··· Trecho ···

Como será revelado na parte II, depois da morte desta figura, a operação de chantagem continuou sob vários sucessores em diferentes cidades e há fortes evidências de que Jeffrey Epstein se tornou um deles.

Samuel Bronfman e a Máfia

A Era da Proibição nos Estados Unidos é frequentemente usada como exemplo de como banir substâncias recreativas não só aumenta sua popularidade, mas também causa uma explosão na atividade criminosa. Sem dúvida, foi a Proibição que aumentou grandemente a força da Máfia Americana, já que os maiores senhores do crime da época enriqueceram através do comércio e venda clandestina de álcool, somado a jogos de azar e outras atividades.

É o contrabando dos anos 20 e do início dos anos 30 que começa essa história, já que este reuniu figuras-chave cujos sucessores e afiliados criaram eventualmente uma série de círculos de chantagem e tráfico sexual que daria origem a coisas como Jeffrey Epstein, o “Expresso Lolita” (avião particular de Epstein) e a “Ilha da Orgia” (ilha de Epstein nas Ilhas Virgens).

Samuel Bronfman nunca planejou tornar-se o maior produtor de destilados, mas sendo fiel ao seu sobrenome, que significa “homem do conhaque” em iídiche, ele eventualmente começou a distribuir álcool como uma extensão dos hotéis que eram o negócio de sua família. Durante a época da Proibição do Canadá, que foi mais breve e que precedeu a de seu vizinho do sul, o negócio da família Bronfman usava brechas para burlar a lei e encontrar formas tecnicamente legais de vender álcool em seus hotéis e lojas. A família contava com suas conexões com membros da Máfia Americana para contrabandear álcool ilegal dos Estados Unidos.

Pouco depois que a Proibição acabou no Canadá, começou nos Estados Unidos, e quando o fluxo de álcool ilegal finalmente se inverteu, os Bronfmans – cujos empreendimentos eram então guiados por Sam Bronfman e seus irmãos – estavam relativamente atrasados em um mercado já próspero de contrabando.

“Começamos tarde nos dois mercados mais lucrativos – em alto mar e ao longo do Rio Detroit. O que saía do comércio de fronteira em Saskatchewan era insignificante em comparação”, disse Bronfman certa vez ao jornalista canadense Terence Robertson, que estava escrevendo na época uma biografia sobre ele. Não obstante, “foi aí que começamos a fazer dinheiro de verdade”, recontou Bronfman. A biografia de Robertson sobre Bronfman nunca foi publicada, já que ele morreu em circunstâncias misteriosas logo após avisar seus colegas de que tinha descoberto informações repugnantes sobre a família Bronfman.

A chave para o sucesso de Bronfman durante a Proibição Americana foram as ligações que sua família tinha cultivado com o crime organizado durante a Proibição do Canadá, ligações que levaram muitos membros proeminentes da máfia nos Estados Unidos a favorecer Bronfman como um parceiro de negócios. As bebidas de Bronfman eram compradas em quantias massivas por muitos senhores do crime que ainda perduram em lendas americanas, incluindo Charles “Lucky” Luciano, Moe Dalitz, Abner “Longy” Zwillman e Meyer Lansky.

···

O problema:
Atualize o trecho sobre Samuel Bronfman e a Máfia reescrevendo-o desde "A chave para" até "e Meyer Lansky.", inclusive, com "parceiro de negócios" substituído por "sócio comercial".

··· Conteúdo dos dados ···

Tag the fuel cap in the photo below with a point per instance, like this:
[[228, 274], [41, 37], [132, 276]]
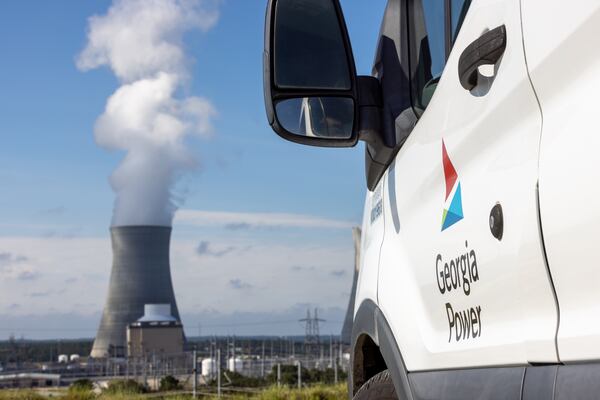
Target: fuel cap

···

Solução da tarefa:
A chave para o sucesso de Bronfman durante a Proibição Americana foram as ligações que sua família tinha cultivado com o crime organizado durante a Proibição do Canadá, ligações que levaram muitos membros proeminentes da máfia nos Estados Unidos a favorecer Bronfman como um sócio comercial. As bebidas de Bronfman eram compradas em quantias massivas por muitos senhores do crime que ainda perduram em lendas americanas, incluindo Charles “Lucky” Luciano, Moe Dalitz, Abner “Longy” Zwillman e Meyer Lansky.